** DATA **

━━━━━━

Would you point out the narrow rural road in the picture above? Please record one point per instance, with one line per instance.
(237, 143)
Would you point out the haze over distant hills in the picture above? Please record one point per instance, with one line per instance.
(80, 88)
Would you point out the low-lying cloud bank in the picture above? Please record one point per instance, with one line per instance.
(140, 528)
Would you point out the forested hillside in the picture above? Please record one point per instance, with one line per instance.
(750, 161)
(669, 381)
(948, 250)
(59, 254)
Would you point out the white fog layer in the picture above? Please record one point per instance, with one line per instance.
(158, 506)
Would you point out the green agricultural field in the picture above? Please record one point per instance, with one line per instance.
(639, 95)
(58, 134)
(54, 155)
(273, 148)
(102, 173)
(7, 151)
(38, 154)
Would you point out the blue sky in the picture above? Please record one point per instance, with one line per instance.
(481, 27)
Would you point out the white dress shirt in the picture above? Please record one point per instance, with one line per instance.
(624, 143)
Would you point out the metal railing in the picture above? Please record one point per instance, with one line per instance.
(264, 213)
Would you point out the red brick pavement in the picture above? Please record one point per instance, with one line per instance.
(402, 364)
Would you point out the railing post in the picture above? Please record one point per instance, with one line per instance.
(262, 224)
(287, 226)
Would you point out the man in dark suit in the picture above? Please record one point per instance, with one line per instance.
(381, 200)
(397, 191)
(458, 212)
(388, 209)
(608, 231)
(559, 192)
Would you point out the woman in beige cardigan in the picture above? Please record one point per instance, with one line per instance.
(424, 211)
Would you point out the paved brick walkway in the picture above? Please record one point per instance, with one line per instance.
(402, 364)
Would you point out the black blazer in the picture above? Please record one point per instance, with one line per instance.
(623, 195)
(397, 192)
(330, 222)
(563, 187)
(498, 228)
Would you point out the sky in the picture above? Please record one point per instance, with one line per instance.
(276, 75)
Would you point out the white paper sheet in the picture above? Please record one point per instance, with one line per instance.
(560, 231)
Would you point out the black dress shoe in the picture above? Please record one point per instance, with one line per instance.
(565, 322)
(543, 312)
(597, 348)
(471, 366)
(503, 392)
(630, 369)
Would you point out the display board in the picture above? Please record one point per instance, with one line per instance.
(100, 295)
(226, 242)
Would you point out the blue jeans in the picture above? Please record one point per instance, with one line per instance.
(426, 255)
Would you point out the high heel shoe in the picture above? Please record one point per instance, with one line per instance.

━━━━━━

The answer is every entry, repeated word for word.

** PROBLEM SOLUTION **
Would you point out the narrow rural road in the picture above? Please record one point per instance, with one line per instance.
(237, 143)
Would you point out the haze over distant hills in the picture above? Please record one point per instance, with one line per instance.
(80, 88)
Would you point out the low-lying cloud bank in the picture above? Please record one point per instance, with one line per instance.
(140, 528)
Would you point out the forested hillside in the picture above? Please record one point per instance, with one line per instance.
(750, 161)
(669, 381)
(948, 250)
(59, 254)
Would you point out the white fog layer in the picture above? Please record one point per instance, with one line per instance.
(158, 506)
Would you point out the green agricultural field in the picture above? Please record one point per instance, with one line per instance.
(639, 95)
(58, 134)
(54, 155)
(273, 148)
(102, 173)
(7, 151)
(38, 154)
Would you point out the blue sky in the picture above? Please record one point per instance, with one line per instance.
(481, 27)
Would you point out the white dress shirt in the picture above? Please record one point per instance, with one line per instance.
(624, 143)
Would you point out the metal railing in the picture above? Please record one point per instance, with one line per instance.
(264, 213)
Would you point out the red brick pavement in the picture above? Please record one point per instance, with one line per instance.
(402, 364)
Would you point out the railing post in the picture above? Please record one point per instance, with one line per instance.
(262, 224)
(287, 226)
Would you point out the man in dark suit in the picture above? Please record one point per instance, with one line per instance.
(381, 200)
(397, 191)
(458, 212)
(388, 209)
(608, 231)
(559, 192)
Would you point out the woman in beige cardigan in the picture above? Please record one point per instance, with one line per instance.
(424, 211)
Would you point out the paved brick walkway in the picture above? Please record one point per instance, with one line per instance.
(402, 364)
Would you point out the black blazer in the picture above? Please record one point per instance, with one line per instance.
(623, 195)
(397, 192)
(330, 222)
(563, 187)
(498, 228)
Would you point out the sky in the picture above? Please record one point per instance, with one line per instance.
(276, 75)
Would you point out the white paper sheet in the picture above? Please record one point per instance, with one line per instance.
(560, 231)
Would you point out the black dress shoe in the picture above? Please record one point per instance, with one line per instance.
(565, 322)
(543, 312)
(597, 348)
(471, 366)
(503, 392)
(630, 369)
Would you point out the display board in the picture above? Please record one point per instance, with one line per instance.
(100, 295)
(226, 242)
Would you point out the blue jeans in the picture above? Please record one point per instance, with one line per instance.
(426, 255)
Would you point out the high heel shoe in the picture above? Please record one point per instance, with one line per instance.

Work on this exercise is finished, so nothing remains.